◆ The data ◆
※ ※ ※

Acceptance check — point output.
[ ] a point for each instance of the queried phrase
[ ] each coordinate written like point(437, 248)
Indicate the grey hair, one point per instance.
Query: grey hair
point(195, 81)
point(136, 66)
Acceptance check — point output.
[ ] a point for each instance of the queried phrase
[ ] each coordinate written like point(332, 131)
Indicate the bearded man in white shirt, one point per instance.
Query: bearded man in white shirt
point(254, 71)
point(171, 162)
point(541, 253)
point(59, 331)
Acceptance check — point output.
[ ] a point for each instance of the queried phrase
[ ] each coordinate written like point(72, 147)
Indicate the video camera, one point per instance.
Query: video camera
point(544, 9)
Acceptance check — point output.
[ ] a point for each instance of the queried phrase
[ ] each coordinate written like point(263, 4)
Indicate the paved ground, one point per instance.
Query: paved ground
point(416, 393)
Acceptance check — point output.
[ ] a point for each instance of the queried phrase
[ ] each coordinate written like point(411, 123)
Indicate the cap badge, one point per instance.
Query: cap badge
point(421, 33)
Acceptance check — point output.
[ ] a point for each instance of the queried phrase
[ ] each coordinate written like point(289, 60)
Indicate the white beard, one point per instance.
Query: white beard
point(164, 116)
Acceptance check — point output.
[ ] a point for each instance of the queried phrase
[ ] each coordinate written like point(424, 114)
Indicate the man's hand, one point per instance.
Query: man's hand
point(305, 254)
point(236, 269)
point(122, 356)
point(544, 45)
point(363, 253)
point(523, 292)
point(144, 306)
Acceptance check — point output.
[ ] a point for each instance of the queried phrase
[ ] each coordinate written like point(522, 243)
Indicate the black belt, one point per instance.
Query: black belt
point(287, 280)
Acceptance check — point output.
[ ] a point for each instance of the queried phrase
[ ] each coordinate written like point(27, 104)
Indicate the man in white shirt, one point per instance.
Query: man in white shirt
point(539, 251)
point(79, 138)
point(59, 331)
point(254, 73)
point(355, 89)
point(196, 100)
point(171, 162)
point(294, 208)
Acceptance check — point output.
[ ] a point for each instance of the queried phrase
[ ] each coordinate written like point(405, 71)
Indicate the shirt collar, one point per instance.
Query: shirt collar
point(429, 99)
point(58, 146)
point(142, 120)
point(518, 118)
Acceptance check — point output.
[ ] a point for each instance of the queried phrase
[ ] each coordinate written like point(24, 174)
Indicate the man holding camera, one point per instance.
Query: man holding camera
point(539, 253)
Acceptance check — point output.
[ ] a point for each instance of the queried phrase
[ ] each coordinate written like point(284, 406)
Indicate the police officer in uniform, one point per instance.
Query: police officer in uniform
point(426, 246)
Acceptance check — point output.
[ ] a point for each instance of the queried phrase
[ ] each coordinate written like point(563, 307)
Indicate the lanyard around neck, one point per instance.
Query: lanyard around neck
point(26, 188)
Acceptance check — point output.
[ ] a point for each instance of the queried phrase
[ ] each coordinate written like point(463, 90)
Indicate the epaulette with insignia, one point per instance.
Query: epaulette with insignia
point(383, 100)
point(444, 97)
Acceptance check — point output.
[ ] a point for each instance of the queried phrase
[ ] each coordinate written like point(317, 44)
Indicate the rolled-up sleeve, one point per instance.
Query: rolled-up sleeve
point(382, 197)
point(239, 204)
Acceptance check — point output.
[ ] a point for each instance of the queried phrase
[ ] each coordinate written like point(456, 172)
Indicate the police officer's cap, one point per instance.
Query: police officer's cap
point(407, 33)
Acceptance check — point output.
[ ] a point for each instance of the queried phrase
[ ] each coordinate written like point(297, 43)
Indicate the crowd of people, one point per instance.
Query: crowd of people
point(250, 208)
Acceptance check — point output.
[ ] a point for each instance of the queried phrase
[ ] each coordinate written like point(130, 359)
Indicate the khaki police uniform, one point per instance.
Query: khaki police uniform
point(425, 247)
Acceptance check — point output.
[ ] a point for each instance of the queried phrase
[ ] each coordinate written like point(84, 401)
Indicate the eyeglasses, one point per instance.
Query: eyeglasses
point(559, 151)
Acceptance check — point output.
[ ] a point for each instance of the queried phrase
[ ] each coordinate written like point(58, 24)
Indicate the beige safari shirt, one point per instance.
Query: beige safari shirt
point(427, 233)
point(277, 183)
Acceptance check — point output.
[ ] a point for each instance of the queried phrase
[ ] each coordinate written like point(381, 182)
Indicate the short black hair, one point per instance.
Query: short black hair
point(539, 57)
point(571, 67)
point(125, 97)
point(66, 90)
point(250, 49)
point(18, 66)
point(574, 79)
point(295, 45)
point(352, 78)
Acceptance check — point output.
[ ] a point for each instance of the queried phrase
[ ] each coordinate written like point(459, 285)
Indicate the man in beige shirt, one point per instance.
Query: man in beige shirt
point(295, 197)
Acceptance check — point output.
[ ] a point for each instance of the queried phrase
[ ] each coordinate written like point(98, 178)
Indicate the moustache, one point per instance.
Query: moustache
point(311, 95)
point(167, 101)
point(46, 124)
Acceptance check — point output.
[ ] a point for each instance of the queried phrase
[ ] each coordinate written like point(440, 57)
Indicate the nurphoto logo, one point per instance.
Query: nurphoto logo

※ ※ ※

◆ Exercise aim ◆
Quote each line of the data above exactly as written.

◆ Written answer ◆
Acceptance check — point output.
[ ] a point for each instance of the queried phrase
[ ] each coordinate written like point(437, 248)
Indicate the grey hair, one point per instance.
Query: grey hair
point(195, 81)
point(136, 66)
Acceptance check — point output.
[ ] a point for each instance of the queried phrase
[ ] each coordinate written like point(332, 131)
Indicate the bearded man in white shirt, one point per instance.
Query: bearded man in white shirt
point(254, 71)
point(171, 162)
point(541, 253)
point(59, 331)
Acceptance check — point output.
[ ] a point for each instance of the queried phrase
[ ] each coordinate written like point(72, 147)
Indicate the video camera, one point per instance.
Query: video camera
point(544, 9)
Acceptance check — point output.
[ ] a point for each instance of the queried phrase
[ ] each coordinate written like point(263, 4)
Indicate the paved ground, one point per instance.
Query: paved ground
point(416, 393)
Acceptance check — point output.
[ ] a point for each instance of the queried phrase
[ ] each coordinate written like point(411, 123)
Indicate the cap badge, one point per instance.
Query: cap badge
point(421, 33)
Acceptance check — point output.
[ ] a point for each instance of the queried phrase
[ ] each coordinate written like point(289, 60)
Indicate the white beard, one point per instance.
Query: white beard
point(164, 116)
Acceptance check — point output.
[ ] a point for each instance of the queried phrase
[ ] each coordinate written like point(424, 114)
Indicate the man's hand, one point per instance.
Query: man's hand
point(305, 254)
point(236, 269)
point(122, 356)
point(544, 45)
point(363, 253)
point(523, 292)
point(144, 306)
Acceptance check — point output.
[ ] a point for each instance of the queried phrase
[ ] each coordinate written like point(522, 243)
Indicate the black belt, one point per instance.
Query: black belt
point(287, 280)
Acceptance check — point output.
[ ] a point for each instance of the queried phrase
[ ] each coordinate written like point(27, 104)
Indicate the man in white shirt, one point per instance.
Query: man in white shirt
point(539, 251)
point(79, 138)
point(59, 331)
point(254, 73)
point(355, 89)
point(196, 100)
point(171, 162)
point(294, 208)
Acceptance check — point output.
[ ] a point for each instance of the queried phrase
[ ] each coordinate written like point(405, 71)
Indicate the shirt collar, one point per instance.
Query: shirt collar
point(429, 99)
point(58, 146)
point(142, 120)
point(518, 118)
Acceptance check — point output.
[ ] a point for each instance of the queried phrase
[ ] each coordinate written like point(24, 174)
Indicate the man holding camera, one point per instance.
Query: man holding camera
point(539, 253)
Acceptance check — point output.
[ ] a point for each instance of the queried phrase
[ ] each coordinate written like point(284, 406)
Indicate the police officer in uniform, one point per instance.
Query: police officer in uniform
point(426, 246)
Acceptance check — point output.
[ ] a point for each instance of the queried phrase
[ ] each coordinate written like point(563, 307)
Indicate the lanyard around neck, one point per instance.
Query: lanyard around neck
point(26, 188)
Acceptance check — point output.
[ ] a point for each instance of the queried phrase
[ ] each coordinate written like point(463, 90)
Indicate the epaulette with insignia, one point per instance.
Query: epaulette with insignia
point(383, 100)
point(444, 97)
Acceptance check — point output.
[ ] a point for each instance of the queried phrase
[ ] each coordinate written like point(317, 44)
Indicate the rolled-up sleeve, one point per instance.
Query: rolled-up sleeve
point(382, 197)
point(239, 204)
Acceptance check — point output.
[ ] a point for each instance of the queried phrase
[ ] each coordinate written like point(456, 172)
Indicate the police officer's cap, one point per instance.
Query: police officer's cap
point(407, 33)
Acceptance check — point output.
[ ] a point for each instance of the queried phrase
[ ] each coordinate written like point(297, 43)
Indicate the crowd of people, one point per instance.
Query: crowd of people
point(250, 208)
Acceptance check — point output.
[ ] a point for each instance of the queried phrase
[ ] each coordinate written like point(130, 359)
Indicate the khaki police uniform, one point per instance.
Query: khaki police uniform
point(425, 247)
Acceptance check — point output.
[ ] a point for each instance of the queried phrase
[ ] each coordinate written like point(84, 401)
Indicate the eyeglasses, one point per instance.
Query: eyeglasses
point(559, 151)
Acceptance check — point output.
[ ] a point for each instance of the queried phrase
[ ] each coordinate written like point(58, 24)
Indicate the beige safari shirt, one point per instance.
Query: beige safari shirt
point(427, 233)
point(277, 183)
Acceptance check — point output.
[ ] a point for each instance of the queried phrase
[ ] each coordinate written like point(381, 182)
Indicate the short black hair, one point per instance.
Query: short black hair
point(539, 57)
point(571, 67)
point(125, 97)
point(66, 90)
point(250, 49)
point(18, 66)
point(574, 79)
point(295, 45)
point(352, 78)
Acceptance check — point output.
[ ] a point for each instance of the queried phrase
[ ] each coordinate written like point(459, 285)
Indicate the man in beige shirt, one point per instance.
Query: man in beige shirt
point(295, 197)
Acceptance check — point output.
[ ] a point for each instance of the queried phrase
[ ] each coordinate written like point(98, 178)
Indicate the moustache, one point per instance.
Query: moustache
point(311, 95)
point(167, 101)
point(46, 124)
Acceptance check — point output.
[ ] a point for each instance of the queried phrase
[ ] each coordinate written like point(440, 57)
Indicate the nurphoto logo, one point per instance.
Query: nurphoto logo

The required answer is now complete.